# Records to process:

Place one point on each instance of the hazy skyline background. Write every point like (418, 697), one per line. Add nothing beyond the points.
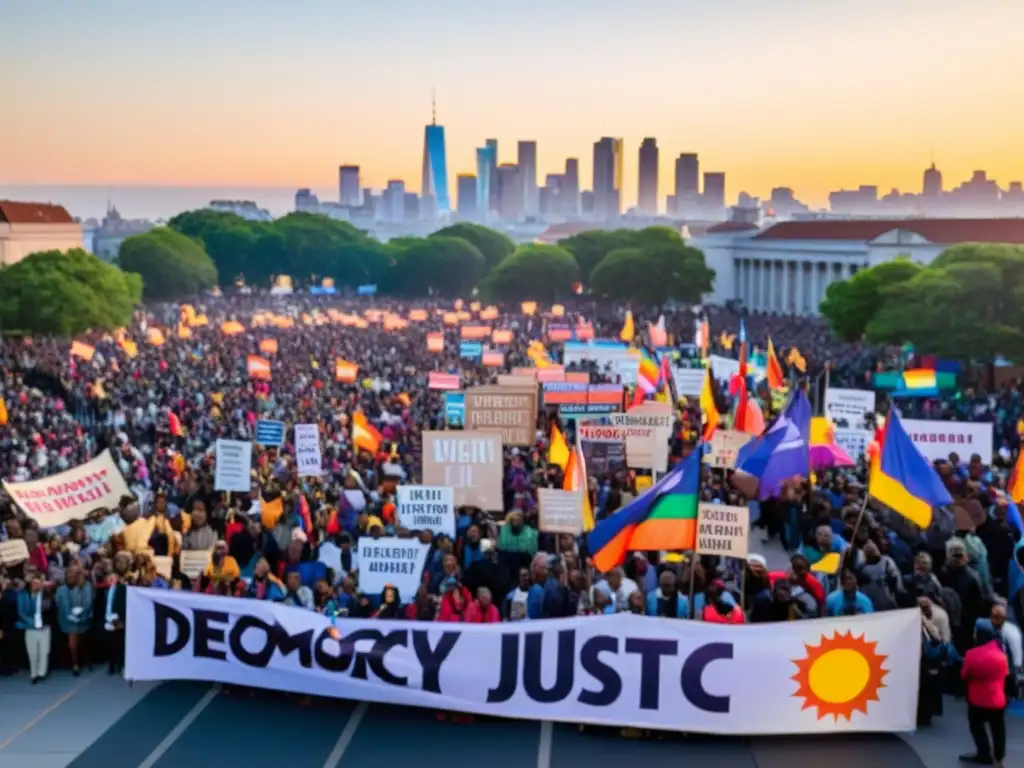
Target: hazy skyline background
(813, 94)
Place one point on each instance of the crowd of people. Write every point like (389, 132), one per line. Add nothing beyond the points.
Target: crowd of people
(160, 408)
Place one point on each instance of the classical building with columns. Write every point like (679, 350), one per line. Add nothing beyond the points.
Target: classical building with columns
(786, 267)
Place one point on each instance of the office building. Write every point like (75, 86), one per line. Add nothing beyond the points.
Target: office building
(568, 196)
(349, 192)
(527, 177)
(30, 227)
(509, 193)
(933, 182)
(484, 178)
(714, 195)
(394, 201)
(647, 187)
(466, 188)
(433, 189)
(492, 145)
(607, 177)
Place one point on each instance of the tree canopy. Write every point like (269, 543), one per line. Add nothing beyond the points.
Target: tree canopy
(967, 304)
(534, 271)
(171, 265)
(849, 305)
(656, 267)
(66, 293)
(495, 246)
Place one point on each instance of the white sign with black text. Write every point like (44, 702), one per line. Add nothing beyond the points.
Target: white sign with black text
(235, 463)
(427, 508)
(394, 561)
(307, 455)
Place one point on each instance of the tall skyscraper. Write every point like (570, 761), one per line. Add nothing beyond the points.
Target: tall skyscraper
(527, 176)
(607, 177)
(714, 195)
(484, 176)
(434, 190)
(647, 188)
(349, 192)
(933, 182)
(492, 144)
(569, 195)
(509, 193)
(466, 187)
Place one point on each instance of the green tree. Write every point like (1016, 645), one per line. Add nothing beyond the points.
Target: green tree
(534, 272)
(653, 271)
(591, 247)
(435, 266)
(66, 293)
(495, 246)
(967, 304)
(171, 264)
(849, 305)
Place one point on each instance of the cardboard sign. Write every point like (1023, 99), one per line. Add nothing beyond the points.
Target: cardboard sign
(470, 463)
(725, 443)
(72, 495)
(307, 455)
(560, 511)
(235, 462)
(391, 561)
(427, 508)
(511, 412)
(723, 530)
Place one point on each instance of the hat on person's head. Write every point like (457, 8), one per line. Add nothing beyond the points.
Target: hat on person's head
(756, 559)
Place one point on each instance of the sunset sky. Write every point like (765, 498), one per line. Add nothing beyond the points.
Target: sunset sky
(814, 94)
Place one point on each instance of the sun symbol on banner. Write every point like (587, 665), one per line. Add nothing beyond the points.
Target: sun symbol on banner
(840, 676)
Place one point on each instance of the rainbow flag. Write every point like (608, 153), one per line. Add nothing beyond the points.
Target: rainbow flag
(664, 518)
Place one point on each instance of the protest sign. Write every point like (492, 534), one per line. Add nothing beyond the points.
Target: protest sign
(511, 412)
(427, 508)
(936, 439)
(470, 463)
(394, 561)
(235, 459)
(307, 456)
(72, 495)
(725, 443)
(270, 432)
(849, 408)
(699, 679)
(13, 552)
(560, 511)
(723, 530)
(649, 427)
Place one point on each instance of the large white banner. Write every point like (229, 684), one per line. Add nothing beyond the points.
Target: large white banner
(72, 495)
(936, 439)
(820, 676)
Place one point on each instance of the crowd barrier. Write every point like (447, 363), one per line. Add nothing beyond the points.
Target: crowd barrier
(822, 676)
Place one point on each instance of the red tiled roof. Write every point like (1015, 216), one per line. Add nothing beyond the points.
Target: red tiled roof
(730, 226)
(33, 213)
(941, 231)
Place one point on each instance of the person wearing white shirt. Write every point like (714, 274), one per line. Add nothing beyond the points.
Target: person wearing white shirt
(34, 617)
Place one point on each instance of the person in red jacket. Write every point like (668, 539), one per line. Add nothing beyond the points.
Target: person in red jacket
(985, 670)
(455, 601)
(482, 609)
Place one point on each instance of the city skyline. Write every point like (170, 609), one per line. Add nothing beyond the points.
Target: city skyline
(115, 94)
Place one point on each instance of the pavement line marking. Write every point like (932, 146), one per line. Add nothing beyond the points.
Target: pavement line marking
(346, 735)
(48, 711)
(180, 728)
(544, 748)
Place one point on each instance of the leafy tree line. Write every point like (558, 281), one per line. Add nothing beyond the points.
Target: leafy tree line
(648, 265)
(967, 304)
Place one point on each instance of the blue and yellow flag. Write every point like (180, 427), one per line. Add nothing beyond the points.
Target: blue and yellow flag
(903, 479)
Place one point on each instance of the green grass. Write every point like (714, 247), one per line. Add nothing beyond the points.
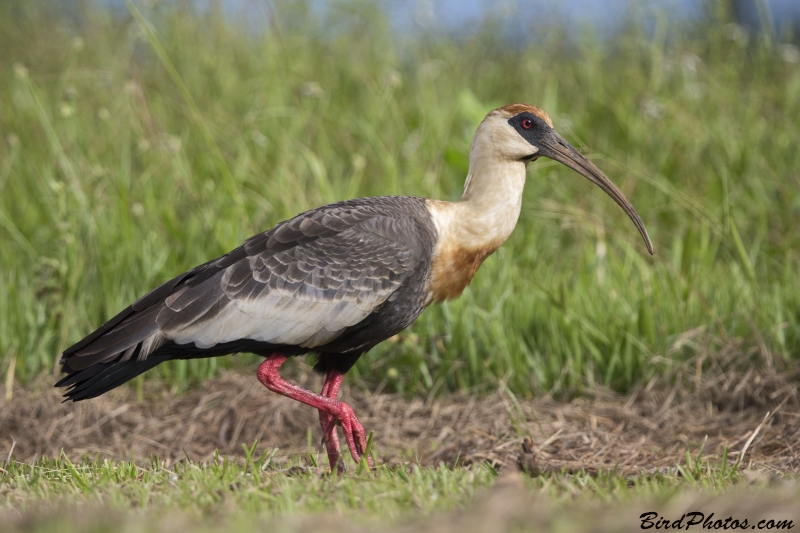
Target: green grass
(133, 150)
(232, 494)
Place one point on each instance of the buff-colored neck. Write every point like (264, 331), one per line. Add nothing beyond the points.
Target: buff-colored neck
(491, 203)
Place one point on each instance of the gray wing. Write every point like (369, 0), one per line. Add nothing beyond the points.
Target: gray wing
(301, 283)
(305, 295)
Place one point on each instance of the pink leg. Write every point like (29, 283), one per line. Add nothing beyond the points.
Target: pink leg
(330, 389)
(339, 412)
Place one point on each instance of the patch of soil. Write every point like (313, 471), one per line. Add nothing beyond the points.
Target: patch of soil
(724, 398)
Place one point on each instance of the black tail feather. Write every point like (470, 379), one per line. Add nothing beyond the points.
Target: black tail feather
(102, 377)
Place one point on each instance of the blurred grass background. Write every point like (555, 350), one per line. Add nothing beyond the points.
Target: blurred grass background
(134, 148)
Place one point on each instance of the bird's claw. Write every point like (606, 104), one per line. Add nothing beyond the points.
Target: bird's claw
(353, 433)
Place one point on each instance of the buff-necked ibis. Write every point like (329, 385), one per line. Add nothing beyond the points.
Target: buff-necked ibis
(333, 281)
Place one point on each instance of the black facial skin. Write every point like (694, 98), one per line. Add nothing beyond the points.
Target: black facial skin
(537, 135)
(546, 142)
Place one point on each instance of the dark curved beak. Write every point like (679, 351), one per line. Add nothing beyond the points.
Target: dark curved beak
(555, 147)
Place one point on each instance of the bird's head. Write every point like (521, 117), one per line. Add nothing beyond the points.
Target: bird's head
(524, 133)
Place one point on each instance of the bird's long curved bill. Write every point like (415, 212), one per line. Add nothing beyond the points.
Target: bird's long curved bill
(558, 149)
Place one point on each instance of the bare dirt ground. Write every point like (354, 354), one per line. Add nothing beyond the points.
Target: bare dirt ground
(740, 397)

...

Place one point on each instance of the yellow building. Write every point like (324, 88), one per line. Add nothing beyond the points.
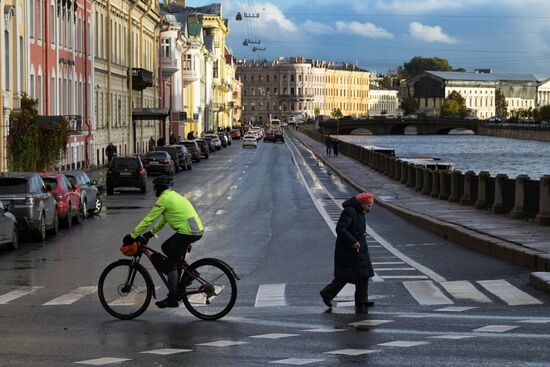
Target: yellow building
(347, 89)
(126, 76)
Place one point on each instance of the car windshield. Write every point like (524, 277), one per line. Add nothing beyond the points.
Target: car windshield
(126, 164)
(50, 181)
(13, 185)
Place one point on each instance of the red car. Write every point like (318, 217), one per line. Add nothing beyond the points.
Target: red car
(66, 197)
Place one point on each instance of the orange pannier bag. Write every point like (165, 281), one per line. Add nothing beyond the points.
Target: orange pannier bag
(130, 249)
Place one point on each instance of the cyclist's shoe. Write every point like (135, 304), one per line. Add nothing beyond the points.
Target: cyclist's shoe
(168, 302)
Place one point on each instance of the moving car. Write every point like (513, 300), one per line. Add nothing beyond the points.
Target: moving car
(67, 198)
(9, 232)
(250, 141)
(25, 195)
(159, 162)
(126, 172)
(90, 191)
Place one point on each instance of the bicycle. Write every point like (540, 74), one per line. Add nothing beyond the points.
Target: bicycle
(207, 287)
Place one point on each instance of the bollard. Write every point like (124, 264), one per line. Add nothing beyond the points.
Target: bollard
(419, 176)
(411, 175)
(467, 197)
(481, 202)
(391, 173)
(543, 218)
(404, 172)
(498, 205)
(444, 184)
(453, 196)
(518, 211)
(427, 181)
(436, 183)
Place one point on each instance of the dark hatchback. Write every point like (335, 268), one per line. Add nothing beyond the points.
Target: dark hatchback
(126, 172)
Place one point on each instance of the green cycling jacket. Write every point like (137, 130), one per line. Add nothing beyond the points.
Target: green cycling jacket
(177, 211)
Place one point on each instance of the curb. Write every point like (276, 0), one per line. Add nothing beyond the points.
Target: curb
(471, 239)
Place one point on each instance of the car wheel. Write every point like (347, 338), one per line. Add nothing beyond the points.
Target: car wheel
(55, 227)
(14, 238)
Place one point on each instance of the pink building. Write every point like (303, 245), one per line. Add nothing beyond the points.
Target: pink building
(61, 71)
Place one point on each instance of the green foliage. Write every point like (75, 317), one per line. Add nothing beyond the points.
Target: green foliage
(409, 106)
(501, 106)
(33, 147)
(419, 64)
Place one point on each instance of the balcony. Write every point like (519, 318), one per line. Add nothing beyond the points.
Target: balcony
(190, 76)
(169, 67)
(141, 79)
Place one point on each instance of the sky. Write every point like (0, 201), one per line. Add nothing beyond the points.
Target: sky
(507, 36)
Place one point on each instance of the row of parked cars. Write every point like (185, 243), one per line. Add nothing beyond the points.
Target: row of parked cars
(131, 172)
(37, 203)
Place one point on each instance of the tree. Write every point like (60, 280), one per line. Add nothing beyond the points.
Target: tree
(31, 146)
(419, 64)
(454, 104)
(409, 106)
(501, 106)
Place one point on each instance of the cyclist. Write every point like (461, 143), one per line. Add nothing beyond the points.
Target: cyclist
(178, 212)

# Task brief:
Copy word for word only the lines above from the one with "Place one point on each instance of the hazy" through the one with "Place one point on each instance of the classical". Leave pictures out.

# Task answer:
Place one point on each instance of the hazy skyline background. Write every point like (418, 697), one per line. Add nothing beyond the points.
Target: hazy skyline background
(813, 94)
Place one point on each instance of the crowd of people. Write every point like (389, 132), one per line. Add nothing beyond the points.
Target: crowd of people
(160, 408)
Place one point on each instance of the classical building with columns. Write every point like (679, 350), one per line. Add nothing beyond the points.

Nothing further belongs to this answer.